Phase I of The National Beef Quality Audit-2011: Quantifying willingness-to-pay, best-worst scaling, and current status of quality characteristics in different beef industry marketing sectors1

  1. J. L. Igo*22,
  2. D. L. VanOverbeke,
  3. D. R. Woerner*,
  4. J. D. Tatum*,
  5. D. L. Pendell*,
  6. L. L. Vedral,
  7. G. G. Mafi,
  8. M. C. Moore,
  9. R. O. McKeith,
  10. G. D. Gray,
  11. D. B. Griffin,
  12. D. S. Hale,
  13. J. W. Savell and
  14. K. E. Belk 3
  1. Department of Animal Science, Colorado State University, Fort Collins 80523
    Department of Animal Science, Oklahoma State University, Stillwater 74078
    Department of Animal Science, Texas A&M University, College Station 77843


The National Beef Quality Audit (NBQA)-2011 benchmarked the current status of and assessed progress being made toward quality and consistency of U.S. cattle, carcasses, and beef products after the completion of the first NBQA in 1991. Unlike previous NBQA, objectives of the 2011 Phase I study were to determine how each beef market sector defined 7 quality categories, estimate willingness-to-pay (WTP) for the same quality categories by market sector, and establish a best-worst (B/W) scaling for the quality categories. Structured face-to-face interviews were conducted and responses were recorded using dynamic routing software over an 11-mo period (February to December 2011) with decision makers in each of the following beef market sectors: Feeders (n = 59), Packers (n = 26), Food Service, Distribution, and Further Processors (n = 48), Retailers (n = 30), and Government and Allied Industries (n = 47). All respondents participated in a structured interview consisting of WTP and B/W questions that were tied to 7 quality categories and then were asked to “define” each of the 7 categories in terms of what the category meant to them, resulting in completely unbiased results. The 7 quality categories were a) how and where the cattle were raised, b) lean, fat, and bone, c) weight and size, d) cattle genetics, e) visual characteristics, f) food safety, and g) eating satisfaction. Overall, “food safety” and “eating satisfaction” were the categories of greatest and second most importance, respectively, to all beef market sectors except for Feeders. Feeders ranked “how and where the cattle were raised” and “weight and size” as the most important and second most important, respectively. Overall, “how and where the cattle were raised” had the greatest odds of being considered a nonnegotiable requirement before the raw material for each sector would be considered for purchase and was statistically more important (P < 0.05) as a requirement for purchase than all other categories except “food safety.” When all market sectors were considered, “eating satisfaction” was shown to generate the greatest average WTP percentage premium (11.1%), but that WTP premium value only differed statistically (P < 0.05) from “weight and size” (8.8%). Most notably, when a sector said that “food safety” was a nonnegotiable requirement, no sector was willing to purchase the product at a discounted price if the “food safety” of the product could not be assured.

* * * *

INSTRUCTIONS TO FOLLOW
For each statement, decide whether it agrees with the beef quality audit summary. Answer yes or no, and quote the words from the summary that decide it. 1. The interviews with decision makers took place over 11 months. 2. Feeders ranked "food safety" as their most important category. 3. The willingness-to-pay premium for "eating satisfaction" differed statistically from that of every other category. The records have nothing to do with the beef quality audit summary.

* * * *

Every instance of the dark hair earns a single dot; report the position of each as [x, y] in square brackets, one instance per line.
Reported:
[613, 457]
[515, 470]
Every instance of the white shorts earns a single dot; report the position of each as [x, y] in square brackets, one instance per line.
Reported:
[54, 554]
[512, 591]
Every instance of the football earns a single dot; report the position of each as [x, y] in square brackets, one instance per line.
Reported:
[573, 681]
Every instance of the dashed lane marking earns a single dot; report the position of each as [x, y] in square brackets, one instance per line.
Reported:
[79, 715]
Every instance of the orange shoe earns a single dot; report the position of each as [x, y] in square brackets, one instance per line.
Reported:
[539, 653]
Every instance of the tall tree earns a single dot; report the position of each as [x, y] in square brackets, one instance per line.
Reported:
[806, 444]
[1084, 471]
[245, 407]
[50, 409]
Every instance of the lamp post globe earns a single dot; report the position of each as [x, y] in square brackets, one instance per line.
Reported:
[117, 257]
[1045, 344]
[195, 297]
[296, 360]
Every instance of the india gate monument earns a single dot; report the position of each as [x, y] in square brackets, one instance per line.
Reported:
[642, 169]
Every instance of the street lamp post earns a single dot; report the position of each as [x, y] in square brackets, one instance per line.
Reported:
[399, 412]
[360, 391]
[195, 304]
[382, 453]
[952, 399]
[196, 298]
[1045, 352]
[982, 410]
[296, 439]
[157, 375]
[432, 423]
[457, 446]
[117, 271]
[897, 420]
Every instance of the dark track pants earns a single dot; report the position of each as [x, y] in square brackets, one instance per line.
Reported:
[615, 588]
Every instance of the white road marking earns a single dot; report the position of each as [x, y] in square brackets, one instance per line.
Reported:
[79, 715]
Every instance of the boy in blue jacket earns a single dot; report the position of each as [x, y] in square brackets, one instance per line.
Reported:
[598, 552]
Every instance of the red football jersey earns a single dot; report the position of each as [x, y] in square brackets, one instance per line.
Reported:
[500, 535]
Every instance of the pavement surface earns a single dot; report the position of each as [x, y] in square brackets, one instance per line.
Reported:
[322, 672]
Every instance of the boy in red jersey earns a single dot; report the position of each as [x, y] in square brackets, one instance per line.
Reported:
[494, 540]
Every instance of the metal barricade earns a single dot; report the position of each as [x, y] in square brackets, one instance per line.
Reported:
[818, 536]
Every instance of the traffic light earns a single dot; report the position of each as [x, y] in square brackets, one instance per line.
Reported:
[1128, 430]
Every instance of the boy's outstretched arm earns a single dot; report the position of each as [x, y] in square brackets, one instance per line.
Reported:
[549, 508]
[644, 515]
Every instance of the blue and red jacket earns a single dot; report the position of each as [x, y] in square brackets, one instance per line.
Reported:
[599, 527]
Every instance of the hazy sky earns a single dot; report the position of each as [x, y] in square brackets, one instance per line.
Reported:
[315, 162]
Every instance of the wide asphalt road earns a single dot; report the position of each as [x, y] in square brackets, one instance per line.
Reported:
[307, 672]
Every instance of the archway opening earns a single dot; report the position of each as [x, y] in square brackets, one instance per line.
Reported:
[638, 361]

* * * *

EXERCISE SOLUTION
1. Yes: "over an 11-mo period (February to December 2011)"
2. No: "Feeders ranked “how and where the cattle were raised” and “weight and size” as the most important and second most important, respectively."
3. No: "but that WTP premium value only differed statistically (P < 0.05) from “weight and size” (8.8%)."